◆ **Stated problem**
Write out, please, the line containing "as in [436,17]." together with all lines after it, up to and including the last one, with no other output.

◆ **Exercise input**
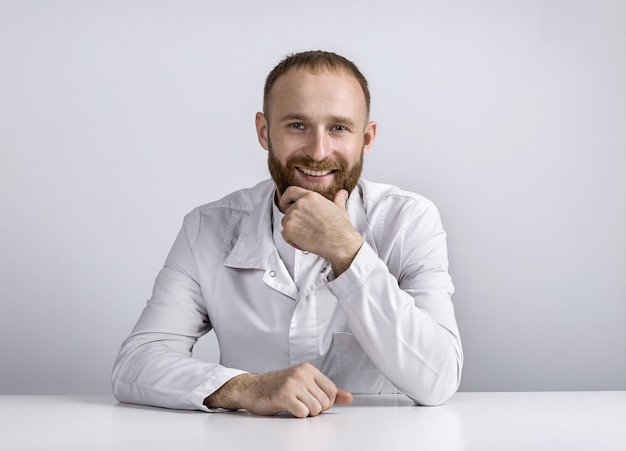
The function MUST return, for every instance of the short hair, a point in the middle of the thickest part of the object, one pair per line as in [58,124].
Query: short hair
[315,61]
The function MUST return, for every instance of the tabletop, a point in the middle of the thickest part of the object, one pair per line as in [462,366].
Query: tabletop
[468,421]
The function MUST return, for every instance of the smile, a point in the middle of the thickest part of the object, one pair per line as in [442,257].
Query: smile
[314,173]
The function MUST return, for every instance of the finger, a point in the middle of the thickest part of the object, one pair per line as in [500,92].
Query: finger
[298,409]
[341,198]
[327,386]
[312,404]
[291,194]
[343,397]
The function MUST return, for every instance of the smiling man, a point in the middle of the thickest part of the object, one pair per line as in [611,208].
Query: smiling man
[317,283]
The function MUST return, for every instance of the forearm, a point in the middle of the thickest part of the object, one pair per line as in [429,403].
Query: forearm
[419,353]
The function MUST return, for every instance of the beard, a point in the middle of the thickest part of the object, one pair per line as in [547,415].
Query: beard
[346,177]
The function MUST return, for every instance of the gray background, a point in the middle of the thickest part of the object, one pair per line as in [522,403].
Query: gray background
[118,117]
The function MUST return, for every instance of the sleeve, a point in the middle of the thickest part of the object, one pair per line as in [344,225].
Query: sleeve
[406,322]
[155,365]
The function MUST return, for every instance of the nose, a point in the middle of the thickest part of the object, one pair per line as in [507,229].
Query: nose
[319,145]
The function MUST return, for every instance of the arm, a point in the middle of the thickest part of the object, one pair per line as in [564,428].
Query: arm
[154,365]
[398,303]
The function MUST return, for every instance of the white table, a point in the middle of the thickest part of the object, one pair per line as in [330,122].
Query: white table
[469,421]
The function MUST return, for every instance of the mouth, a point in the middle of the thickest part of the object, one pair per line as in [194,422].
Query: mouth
[314,173]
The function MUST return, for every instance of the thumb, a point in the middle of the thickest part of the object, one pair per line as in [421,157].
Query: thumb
[340,198]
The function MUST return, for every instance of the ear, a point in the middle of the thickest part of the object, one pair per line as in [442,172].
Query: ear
[262,130]
[369,136]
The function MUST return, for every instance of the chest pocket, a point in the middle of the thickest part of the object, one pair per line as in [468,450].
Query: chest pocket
[354,370]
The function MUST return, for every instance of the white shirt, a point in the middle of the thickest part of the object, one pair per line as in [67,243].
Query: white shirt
[386,324]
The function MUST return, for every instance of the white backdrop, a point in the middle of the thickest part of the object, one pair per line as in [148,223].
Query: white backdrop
[118,117]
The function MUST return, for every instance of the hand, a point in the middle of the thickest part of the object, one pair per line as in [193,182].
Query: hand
[301,390]
[315,224]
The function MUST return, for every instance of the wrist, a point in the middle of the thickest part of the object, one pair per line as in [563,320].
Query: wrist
[230,396]
[343,256]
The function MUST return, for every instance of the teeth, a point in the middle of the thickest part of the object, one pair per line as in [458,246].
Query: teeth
[314,173]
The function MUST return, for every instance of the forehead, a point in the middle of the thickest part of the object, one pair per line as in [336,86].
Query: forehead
[303,90]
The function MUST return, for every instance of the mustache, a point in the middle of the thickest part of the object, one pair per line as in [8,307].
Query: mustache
[326,164]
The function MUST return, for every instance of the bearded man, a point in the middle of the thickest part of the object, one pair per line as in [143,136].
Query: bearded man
[317,283]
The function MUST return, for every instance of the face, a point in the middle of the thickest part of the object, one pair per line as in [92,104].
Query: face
[316,131]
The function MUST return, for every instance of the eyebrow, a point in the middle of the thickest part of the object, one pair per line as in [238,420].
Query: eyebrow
[301,117]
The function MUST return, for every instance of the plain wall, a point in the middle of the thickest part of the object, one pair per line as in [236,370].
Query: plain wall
[119,117]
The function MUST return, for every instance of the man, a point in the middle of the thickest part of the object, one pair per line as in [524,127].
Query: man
[317,283]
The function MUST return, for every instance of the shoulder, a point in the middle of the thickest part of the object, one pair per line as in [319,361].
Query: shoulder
[390,196]
[220,214]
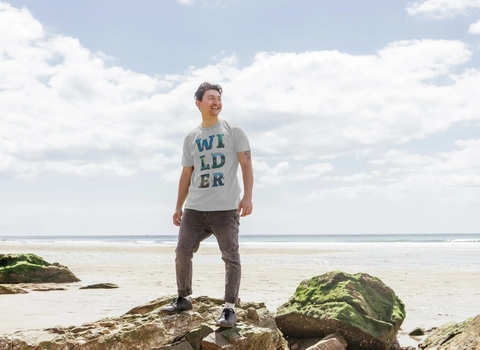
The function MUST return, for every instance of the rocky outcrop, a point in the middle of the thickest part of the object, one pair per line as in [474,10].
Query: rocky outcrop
[146,327]
[4,289]
[30,268]
[359,307]
[449,336]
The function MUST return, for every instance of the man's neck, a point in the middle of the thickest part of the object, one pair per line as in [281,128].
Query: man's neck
[209,121]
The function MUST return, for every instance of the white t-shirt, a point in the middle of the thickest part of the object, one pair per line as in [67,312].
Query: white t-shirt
[213,154]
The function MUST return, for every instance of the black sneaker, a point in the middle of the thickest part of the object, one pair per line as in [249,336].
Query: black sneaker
[178,305]
[227,319]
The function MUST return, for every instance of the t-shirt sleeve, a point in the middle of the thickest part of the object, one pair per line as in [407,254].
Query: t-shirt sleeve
[241,141]
[187,157]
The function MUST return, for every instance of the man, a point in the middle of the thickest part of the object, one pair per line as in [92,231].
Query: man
[209,191]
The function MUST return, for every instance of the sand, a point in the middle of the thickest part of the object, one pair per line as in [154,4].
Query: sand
[146,272]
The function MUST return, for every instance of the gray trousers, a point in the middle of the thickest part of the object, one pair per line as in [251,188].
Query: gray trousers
[197,226]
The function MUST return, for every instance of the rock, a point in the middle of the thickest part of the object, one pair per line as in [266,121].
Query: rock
[417,332]
[11,290]
[100,286]
[47,288]
[463,335]
[360,307]
[147,328]
[330,342]
[30,268]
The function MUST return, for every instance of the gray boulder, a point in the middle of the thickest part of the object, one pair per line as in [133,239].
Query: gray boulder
[361,308]
[147,328]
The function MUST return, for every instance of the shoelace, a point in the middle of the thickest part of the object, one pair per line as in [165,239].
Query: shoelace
[227,313]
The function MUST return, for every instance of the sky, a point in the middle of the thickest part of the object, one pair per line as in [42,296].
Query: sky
[363,116]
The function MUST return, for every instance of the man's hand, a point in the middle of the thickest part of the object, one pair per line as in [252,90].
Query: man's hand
[245,207]
[177,217]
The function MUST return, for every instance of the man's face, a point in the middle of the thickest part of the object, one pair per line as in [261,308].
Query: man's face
[211,104]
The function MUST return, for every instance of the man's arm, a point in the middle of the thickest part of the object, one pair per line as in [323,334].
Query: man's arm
[245,159]
[183,186]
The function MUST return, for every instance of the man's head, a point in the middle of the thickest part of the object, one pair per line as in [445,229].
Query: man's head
[205,87]
[209,100]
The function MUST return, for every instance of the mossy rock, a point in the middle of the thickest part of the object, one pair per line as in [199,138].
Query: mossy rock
[452,335]
[30,268]
[360,307]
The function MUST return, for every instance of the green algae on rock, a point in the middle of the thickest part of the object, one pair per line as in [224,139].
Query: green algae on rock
[359,307]
[452,335]
[30,268]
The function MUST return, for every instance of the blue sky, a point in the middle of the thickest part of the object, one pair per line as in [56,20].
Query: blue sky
[363,116]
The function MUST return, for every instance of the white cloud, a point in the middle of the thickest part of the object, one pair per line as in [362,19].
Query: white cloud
[474,28]
[67,110]
[186,2]
[439,9]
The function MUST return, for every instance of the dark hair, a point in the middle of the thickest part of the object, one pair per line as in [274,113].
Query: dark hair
[205,87]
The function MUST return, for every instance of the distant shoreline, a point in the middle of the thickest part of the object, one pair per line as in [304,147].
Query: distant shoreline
[437,282]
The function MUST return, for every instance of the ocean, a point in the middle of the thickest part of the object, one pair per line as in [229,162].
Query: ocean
[263,239]
[439,251]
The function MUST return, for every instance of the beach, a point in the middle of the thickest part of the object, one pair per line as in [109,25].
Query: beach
[437,283]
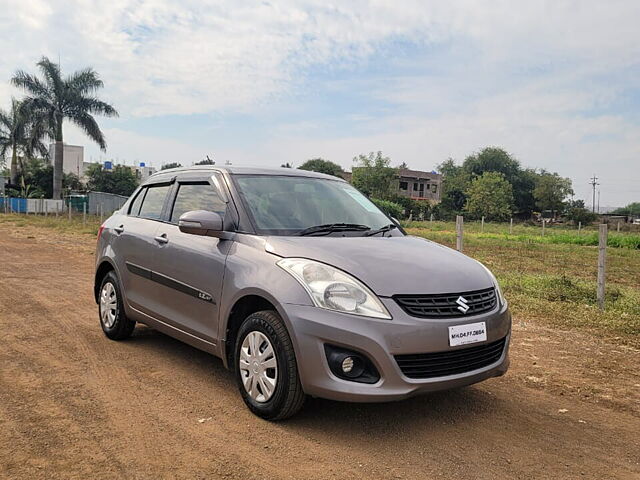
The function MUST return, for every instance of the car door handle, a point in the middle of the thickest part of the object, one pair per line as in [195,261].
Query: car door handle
[162,238]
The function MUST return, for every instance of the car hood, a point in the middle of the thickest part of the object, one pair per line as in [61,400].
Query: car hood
[390,265]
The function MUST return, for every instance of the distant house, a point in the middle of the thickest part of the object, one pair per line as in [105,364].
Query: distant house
[419,185]
[72,160]
[415,184]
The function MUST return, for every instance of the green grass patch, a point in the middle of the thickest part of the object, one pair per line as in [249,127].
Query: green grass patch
[59,223]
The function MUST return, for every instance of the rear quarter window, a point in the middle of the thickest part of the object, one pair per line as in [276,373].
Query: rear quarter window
[197,196]
[134,209]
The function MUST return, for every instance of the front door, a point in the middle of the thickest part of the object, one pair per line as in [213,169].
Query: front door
[136,246]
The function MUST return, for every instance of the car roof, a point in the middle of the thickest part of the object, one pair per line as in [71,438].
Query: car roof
[236,170]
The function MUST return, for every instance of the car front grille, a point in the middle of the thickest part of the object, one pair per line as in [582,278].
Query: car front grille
[447,305]
[451,362]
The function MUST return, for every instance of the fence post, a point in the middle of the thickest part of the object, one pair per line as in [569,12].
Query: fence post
[459,232]
[602,263]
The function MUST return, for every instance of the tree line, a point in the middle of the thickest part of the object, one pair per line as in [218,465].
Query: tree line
[490,183]
[50,100]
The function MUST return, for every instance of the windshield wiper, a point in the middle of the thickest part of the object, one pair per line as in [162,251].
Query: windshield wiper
[333,227]
[382,230]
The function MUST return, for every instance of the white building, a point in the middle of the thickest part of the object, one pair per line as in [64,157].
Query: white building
[73,159]
[143,172]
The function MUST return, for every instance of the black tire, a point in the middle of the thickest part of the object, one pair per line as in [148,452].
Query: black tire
[288,397]
[122,327]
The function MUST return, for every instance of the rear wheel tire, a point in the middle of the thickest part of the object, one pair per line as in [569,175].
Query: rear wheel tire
[265,367]
[113,320]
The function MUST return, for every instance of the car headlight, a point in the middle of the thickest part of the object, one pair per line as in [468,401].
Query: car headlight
[495,282]
[334,289]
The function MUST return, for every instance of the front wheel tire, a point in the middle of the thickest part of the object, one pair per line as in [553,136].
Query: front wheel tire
[265,367]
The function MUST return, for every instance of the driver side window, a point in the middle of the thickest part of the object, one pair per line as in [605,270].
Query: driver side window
[197,196]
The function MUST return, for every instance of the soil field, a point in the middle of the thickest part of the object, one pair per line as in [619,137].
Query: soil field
[75,405]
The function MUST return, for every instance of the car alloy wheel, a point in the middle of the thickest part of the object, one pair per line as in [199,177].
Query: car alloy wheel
[108,305]
[258,366]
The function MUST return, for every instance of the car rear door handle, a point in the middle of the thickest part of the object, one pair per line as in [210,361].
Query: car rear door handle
[162,238]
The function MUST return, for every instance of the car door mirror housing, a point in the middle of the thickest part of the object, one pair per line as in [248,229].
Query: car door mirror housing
[201,222]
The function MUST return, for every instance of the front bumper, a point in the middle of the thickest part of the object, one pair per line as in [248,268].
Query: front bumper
[380,340]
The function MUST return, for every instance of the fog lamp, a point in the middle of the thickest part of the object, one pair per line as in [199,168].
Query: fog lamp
[347,365]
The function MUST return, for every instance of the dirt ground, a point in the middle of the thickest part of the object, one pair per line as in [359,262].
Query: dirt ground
[75,405]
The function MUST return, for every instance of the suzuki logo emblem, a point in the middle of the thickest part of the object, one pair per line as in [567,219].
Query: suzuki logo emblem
[462,302]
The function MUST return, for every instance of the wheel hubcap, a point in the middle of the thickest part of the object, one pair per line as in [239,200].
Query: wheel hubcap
[108,305]
[258,366]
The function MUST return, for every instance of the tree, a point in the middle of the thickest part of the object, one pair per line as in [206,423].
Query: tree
[495,159]
[36,178]
[373,175]
[631,209]
[166,166]
[322,166]
[490,195]
[390,208]
[551,191]
[22,133]
[121,180]
[54,99]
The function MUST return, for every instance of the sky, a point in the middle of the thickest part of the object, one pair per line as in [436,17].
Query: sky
[555,83]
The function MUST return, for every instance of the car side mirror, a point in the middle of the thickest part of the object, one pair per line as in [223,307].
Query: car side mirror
[201,222]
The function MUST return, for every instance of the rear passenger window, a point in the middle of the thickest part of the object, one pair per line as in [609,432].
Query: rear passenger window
[135,205]
[197,196]
[153,202]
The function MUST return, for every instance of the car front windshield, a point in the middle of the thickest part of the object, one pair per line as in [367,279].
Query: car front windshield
[286,205]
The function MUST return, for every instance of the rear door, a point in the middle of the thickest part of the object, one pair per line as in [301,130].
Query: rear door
[136,246]
[189,268]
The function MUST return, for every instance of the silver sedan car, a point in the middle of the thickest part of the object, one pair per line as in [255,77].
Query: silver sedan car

◆ **Right answer**
The function MUST return, for every instance of the sky, a point in the middle of the thickest part of the object, one pair per line as in [436,17].
Query: sky
[555,83]
The function MUST return, for every instance of the car side mirror, a point in the middle of the thickest part of the object, one pair per line as in [223,307].
Query: car side mirror
[201,222]
The function MUST return, for every instance of the rear passenger window, a point in the middle of the thickest part of the object, one pair per line as in [609,432].
Query: rear passenger window
[135,205]
[197,196]
[153,202]
The function MUST return, for every instance of the car front windshield, a point in the middle of the thickest part of the object, one pair per line as in [367,279].
Query: car front windshield
[286,205]
The function MUST return, for every instance of the rear door, a point in the middle of the thickest part of the object, one pair per line as in [301,130].
Query: rear door
[136,246]
[189,268]
The function MUST return, for every instance of the silver sedan car, a point in the middle of the thickest part of the object, one pair per line as in [255,77].
Query: silver sedan car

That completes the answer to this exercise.